(Excerpted text)
+++++

Why one person chose python over ruby

Interesting article…I don’t agree with many points, but thought I’d throw it out there for discussion. Some points he makes hold some validity…

http://jesusphreak.infogami.com/blog/why_py

i think this is worth reading. his points about speed and language support deserve consideration.

for what it's worth, ruby 2.0 is supposed to improve the speed situation somewhat:

http://wiki.rubygarden.org/Ruby/page/show/Rite

"when it becomes available"

-faisal

"you have Python being used at places like NASA using tools such as NumPy, and Google."

appealing to authority isn't a valid argument.

Interesting article....I don't agree with many points, but thought I'd throw it out there for discussion. Some points he makes hold some validity...

yeah. i disagree as well. ive used python for a few months, after switching off of perl and before switching to ruby, and what annoyed me most was the annoying C++-ness of the whole thing. the weird __self__.__init__ looking crap, the mandatory indenting (and combined with not much use of inline blocks and yield like is so common with TCL or Ruby, meanas you quickly have ot deal with its confusing OO system (for me anyways) and continaully refactor into tiny defs to avoid ending up with lines that dont start halfway across the screen). plus stuff like i == a ? b : c didnt even work (although i was told in their IRC chan it was being added)..

+++++

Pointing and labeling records
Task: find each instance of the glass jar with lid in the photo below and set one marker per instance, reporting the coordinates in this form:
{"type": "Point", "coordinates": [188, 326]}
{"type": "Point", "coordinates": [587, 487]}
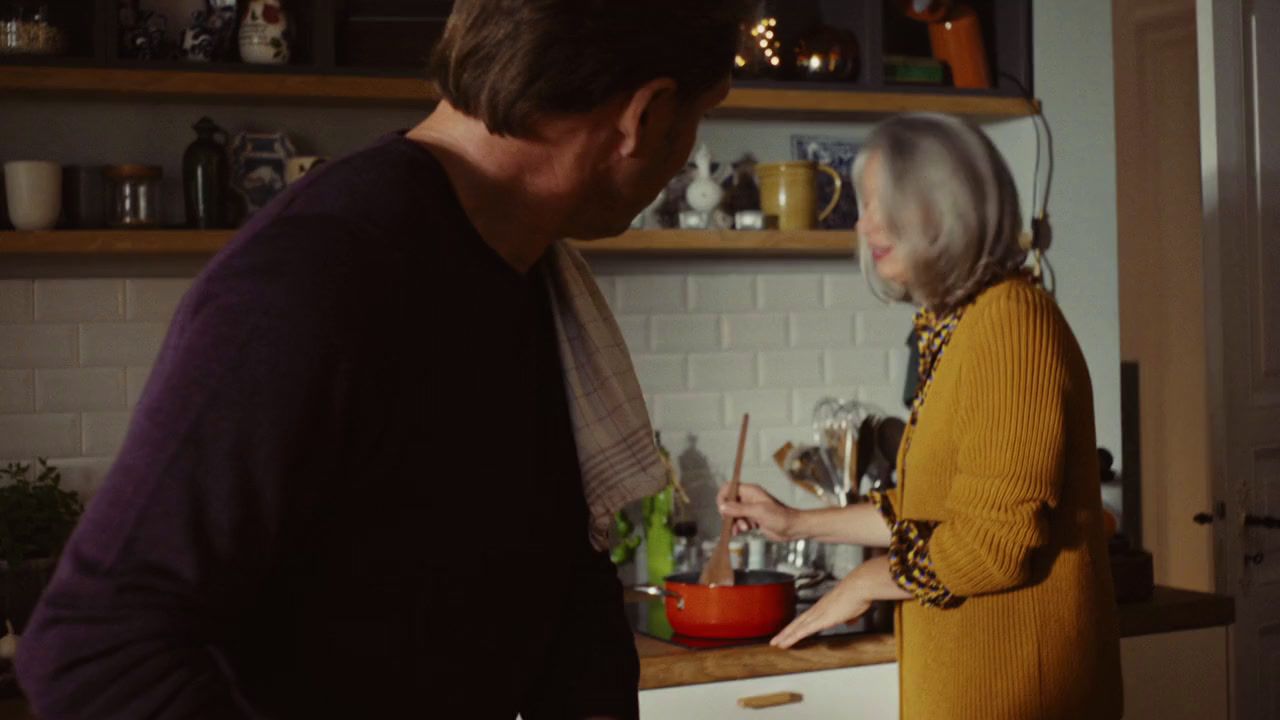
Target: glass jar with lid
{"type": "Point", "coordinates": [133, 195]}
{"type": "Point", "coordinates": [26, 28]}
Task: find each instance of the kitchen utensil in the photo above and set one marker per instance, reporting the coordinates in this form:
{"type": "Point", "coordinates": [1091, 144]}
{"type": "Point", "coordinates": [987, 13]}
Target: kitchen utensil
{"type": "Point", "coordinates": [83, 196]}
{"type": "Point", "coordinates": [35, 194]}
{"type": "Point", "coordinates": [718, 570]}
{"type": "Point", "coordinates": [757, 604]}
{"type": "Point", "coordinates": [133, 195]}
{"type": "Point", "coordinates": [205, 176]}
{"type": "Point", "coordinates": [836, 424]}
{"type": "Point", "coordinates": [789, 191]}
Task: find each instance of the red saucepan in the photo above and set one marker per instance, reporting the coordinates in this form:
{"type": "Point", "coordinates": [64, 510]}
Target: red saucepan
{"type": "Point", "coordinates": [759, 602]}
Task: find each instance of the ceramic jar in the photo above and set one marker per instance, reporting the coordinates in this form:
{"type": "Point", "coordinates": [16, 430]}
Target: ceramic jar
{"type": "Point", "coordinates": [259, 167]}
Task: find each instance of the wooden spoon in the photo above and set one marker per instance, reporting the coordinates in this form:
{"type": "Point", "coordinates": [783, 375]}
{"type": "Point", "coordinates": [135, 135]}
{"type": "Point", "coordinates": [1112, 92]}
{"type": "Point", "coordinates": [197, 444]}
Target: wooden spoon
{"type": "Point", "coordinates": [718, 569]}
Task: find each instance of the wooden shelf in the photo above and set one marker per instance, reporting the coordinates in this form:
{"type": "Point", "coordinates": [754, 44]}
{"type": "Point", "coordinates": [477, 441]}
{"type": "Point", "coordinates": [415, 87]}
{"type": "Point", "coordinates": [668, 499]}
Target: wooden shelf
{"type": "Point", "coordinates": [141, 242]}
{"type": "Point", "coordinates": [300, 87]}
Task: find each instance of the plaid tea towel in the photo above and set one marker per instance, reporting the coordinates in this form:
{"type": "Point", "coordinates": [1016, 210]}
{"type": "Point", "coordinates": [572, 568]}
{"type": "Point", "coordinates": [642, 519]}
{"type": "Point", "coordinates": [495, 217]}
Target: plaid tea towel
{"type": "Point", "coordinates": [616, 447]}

+++++

(Tasks for this exercise)
(a) Can you reproduce the stretch of the Python-versus-Ruby discussion from "http://wiki.rubygarden.org/Ruby/page/show/Rite" through "hold some validity...", word for word?
(b) Can you rewrite the stretch of the records from the line containing "Task: find each instance of the plaid" through the end of the records, changing "tea towel" to "dish towel", keeping everything else the same, and giving back only those lines?

(Expected responses)
(a)
http://wiki.rubygarden.org/Ruby/page/show/Rite

"when it becomes available"

-faisal

"you have Python being used at places like NASA using tools such as NumPy, and Google."

appealing to authority isn't a valid argument.

Interesting article....I don't agree with many points, but thought I'd throw it out there for discussion. Some points he makes hold some validity...

(b)
Task: find each instance of the plaid dish towel in the photo above and set one marker per instance, reporting the coordinates in this form:
{"type": "Point", "coordinates": [1016, 210]}
{"type": "Point", "coordinates": [572, 568]}
{"type": "Point", "coordinates": [642, 519]}
{"type": "Point", "coordinates": [495, 217]}
Target: plaid dish towel
{"type": "Point", "coordinates": [616, 447]}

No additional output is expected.